- Work to do
(a) Revise the Provence post, beginning at "Largely in spring" and stopping after "very odd phenomenon.", with "Mistral" replaced by "Tramontane".
(b) According to the Provence post, how far is it from Calais to Apt?

- Source text
--*--

GPX - Provence, possible ‘three day’ jaunt

Wapping

Well-known member
Moderator
Joined
Oct 21, 2005
Messages
90,842
Reaction score
15,621
Location
Wapping, London
Edition 20 (September 2024) of the German Motorrad magazine, has a suggested three-day jaunt in Provence. I have created it by hand in MyRoute.

My parents lived for 20 or more years near Apt / Roussillon, so I know the whole area pretty well. Is the route perfect? Well, few suggestions ever are, but it’s certainly pretty good. Use a decent map and alter it to suit your own needs, rather than following it blindly. Do you have to take its suggested three days? No, of course not. It’s 200 miles, though the author says it’s 600 km (375 miles). Unless I made a significant mistake, which I can’t see I have done, I guess they either rode several bits twice on their jaunt or it’s a mistype. I might suggest that the author took three days, because he stopped at several sites and villages along the way. Take as long as you like. Either way, it matters little in the great scheme of things.

Any other tips? Only a three:

In summer it can be blisteringly hot in central Provence. Take lots of water with you. Most locals start early, finishing their chores by say, 11:30 and recommencing around 16:00. Start early and finish later than you might otherwise normally do. Enjoy lunch, sit or walk about in the shade, dumping your bike clobber. The extra hour of daylight helps, too.

In late August / early September there can be massive thunderstorms, as nature releases the pent up energy of a hot period that might have gone on uninterrupted since late March. It pours and / or hails, sometimes with some violence but at least it clears the air.

Largely in spring or winter (it can snow quite heavily in February) the Mistral might blow. This is cold and makes a strange noise not entirely unlike a train. The upside? The brightest blue sky you’ll ever probably see. I once encountered it in summer; we didn’t eat outside for three days at all and went looking for jumpers and long trousers. Then, as suddenly as it starts, it stops. It’s a very odd phenomenon.

Don’t let any of those three put you off though. It is a fantastic area of France. It has everything, between the Mediterranean sea coast, vineyards, some great villages and towns, flat plains, gorges, hills and right at the top, the ‘must do’ of Mont Ventoux.

IMG_6092.jpeg

IMG_6096.jpeg


Time from Calais to Apt? It’s 1,000 km or a bit over 600 miles. You can do it in a day, straight down the motorway. Best way to go, mate? How long is a piece of string? Calais to say, Dijon on the N and D roads, gets you to halfway in a day, maybe with a bit of motorway to say, Cambrai, if you don’t start early’ish. The same south, for day two but insert the motorway to miss going through Lyon city centre. You have a choice of motorways at Lyon, one through the tunnel and one that swings around. I have done both many times and it’s a lottery as to which is best. Lyon is a big city and does get very busy, unsurprisingly, squeezed as it is by the hills and the Rhone river. But again, don’t let any of it put you off. Or take a few days and enjoy the Morvan or the Côte d’Or or the Rhone valley or anything else…… and be sure to avoid Avignon in the rush hour! It’s bloody hot, flat and very congested,

Have fun!



PS I haven’t checked the GPX route in any great detail, vis-a-vis the accuracy of my positioning of the shaping points, not least as I was creating it on my iPad in ‘split screen’ mode, the magazine map on one half of the screen, MyRote on the other. From a cursory look, it looks OK and is (near enough) where the bod’s route goes.

--*--

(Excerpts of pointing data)
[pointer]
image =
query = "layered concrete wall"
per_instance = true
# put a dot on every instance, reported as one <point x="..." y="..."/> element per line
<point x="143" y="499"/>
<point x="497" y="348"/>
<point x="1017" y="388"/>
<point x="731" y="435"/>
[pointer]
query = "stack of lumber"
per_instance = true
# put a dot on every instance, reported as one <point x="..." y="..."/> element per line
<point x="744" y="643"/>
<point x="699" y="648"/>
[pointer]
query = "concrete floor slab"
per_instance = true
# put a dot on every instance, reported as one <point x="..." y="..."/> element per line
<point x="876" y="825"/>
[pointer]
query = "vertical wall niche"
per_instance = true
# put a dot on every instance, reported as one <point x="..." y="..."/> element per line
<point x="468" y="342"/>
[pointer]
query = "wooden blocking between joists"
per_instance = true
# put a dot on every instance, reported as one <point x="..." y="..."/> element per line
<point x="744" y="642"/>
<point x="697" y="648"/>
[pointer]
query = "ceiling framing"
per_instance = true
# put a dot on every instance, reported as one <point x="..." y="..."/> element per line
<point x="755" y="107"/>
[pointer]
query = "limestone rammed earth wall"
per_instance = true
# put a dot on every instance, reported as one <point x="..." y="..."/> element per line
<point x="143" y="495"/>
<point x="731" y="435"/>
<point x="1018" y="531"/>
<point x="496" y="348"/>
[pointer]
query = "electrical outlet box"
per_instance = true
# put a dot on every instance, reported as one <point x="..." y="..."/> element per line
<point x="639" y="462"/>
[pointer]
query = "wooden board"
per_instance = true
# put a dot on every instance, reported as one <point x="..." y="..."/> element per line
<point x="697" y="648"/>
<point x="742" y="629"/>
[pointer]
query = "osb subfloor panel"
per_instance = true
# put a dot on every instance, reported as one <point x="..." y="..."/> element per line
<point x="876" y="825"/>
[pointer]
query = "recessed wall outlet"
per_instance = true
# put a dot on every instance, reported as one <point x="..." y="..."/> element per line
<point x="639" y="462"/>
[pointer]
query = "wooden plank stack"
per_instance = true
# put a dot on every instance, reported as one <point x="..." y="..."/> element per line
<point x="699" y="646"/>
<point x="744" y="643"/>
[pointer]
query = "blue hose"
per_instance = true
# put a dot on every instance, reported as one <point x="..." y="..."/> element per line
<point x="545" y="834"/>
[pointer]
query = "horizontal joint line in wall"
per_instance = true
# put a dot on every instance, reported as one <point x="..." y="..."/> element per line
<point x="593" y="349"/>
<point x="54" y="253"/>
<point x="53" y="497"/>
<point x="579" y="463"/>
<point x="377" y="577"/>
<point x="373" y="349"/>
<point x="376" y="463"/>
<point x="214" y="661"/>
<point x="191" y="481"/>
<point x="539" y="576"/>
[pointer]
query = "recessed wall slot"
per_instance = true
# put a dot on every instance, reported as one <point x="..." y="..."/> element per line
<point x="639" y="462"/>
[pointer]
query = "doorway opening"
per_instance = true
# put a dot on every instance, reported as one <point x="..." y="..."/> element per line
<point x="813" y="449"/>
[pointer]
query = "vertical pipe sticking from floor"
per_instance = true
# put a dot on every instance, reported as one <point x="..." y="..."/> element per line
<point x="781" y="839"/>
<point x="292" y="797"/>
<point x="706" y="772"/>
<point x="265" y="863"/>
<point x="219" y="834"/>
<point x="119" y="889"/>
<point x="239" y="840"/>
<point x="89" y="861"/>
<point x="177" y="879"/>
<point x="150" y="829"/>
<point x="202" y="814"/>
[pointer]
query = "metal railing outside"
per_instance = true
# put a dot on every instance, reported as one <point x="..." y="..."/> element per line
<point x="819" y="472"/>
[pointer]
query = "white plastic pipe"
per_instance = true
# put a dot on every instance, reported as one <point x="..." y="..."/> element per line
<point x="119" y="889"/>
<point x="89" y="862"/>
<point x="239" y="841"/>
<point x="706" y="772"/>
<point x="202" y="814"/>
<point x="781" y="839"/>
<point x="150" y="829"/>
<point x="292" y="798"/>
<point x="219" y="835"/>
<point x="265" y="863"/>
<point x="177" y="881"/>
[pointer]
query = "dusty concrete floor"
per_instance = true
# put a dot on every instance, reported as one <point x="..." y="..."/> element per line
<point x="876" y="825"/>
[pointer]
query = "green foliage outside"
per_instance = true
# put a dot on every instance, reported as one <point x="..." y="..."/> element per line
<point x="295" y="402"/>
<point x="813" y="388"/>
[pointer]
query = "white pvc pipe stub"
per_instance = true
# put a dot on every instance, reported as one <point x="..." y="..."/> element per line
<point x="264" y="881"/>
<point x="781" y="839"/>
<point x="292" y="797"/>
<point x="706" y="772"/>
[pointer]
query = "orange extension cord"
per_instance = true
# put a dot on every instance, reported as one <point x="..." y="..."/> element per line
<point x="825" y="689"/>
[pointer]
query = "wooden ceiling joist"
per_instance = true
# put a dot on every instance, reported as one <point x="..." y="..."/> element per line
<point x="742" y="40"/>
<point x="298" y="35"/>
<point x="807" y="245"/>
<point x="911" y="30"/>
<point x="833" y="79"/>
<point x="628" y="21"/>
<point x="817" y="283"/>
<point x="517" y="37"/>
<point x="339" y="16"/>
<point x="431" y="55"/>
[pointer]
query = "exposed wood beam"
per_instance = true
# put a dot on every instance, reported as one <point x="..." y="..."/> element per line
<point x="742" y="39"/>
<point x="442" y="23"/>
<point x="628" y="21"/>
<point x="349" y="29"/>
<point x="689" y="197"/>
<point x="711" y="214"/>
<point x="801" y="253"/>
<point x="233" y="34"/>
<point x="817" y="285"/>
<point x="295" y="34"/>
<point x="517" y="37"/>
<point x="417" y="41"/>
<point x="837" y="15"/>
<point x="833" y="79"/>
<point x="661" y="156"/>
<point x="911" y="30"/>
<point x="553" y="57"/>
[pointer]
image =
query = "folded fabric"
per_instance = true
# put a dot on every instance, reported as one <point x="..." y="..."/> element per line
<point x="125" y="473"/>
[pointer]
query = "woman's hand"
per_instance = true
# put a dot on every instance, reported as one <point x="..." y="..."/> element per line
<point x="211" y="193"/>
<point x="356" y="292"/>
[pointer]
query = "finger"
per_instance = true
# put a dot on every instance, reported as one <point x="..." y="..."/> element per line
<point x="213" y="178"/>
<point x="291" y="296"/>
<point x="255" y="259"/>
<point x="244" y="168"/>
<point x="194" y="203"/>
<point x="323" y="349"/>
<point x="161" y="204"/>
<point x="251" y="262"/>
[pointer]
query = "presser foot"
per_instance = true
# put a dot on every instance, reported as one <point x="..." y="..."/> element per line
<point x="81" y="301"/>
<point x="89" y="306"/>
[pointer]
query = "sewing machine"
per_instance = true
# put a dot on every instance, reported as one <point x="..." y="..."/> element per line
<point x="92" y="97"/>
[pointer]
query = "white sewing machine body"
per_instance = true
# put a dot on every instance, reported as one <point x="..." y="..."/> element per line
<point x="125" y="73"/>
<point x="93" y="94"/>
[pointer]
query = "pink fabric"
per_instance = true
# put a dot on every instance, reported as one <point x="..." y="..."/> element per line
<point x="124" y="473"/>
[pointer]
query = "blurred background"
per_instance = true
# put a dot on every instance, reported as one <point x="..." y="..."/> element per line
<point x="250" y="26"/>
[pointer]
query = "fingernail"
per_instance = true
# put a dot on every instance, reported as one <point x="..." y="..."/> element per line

--*--

- Answer list
(a)
Largely in spring or winter (it can snow quite heavily in February) the Tramontane might blow. This is cold and makes a strange noise not entirely unlike a train. The upside? The brightest blue sky you’ll ever probably see. I once encountered it in summer; we didn’t eat outside for three days at all and went looking for jumpers and long trousers. Then, as suddenly as it starts, it stops. It’s a very odd phenomenon.

(b) It's 1,000 km, or a bit over 600 miles.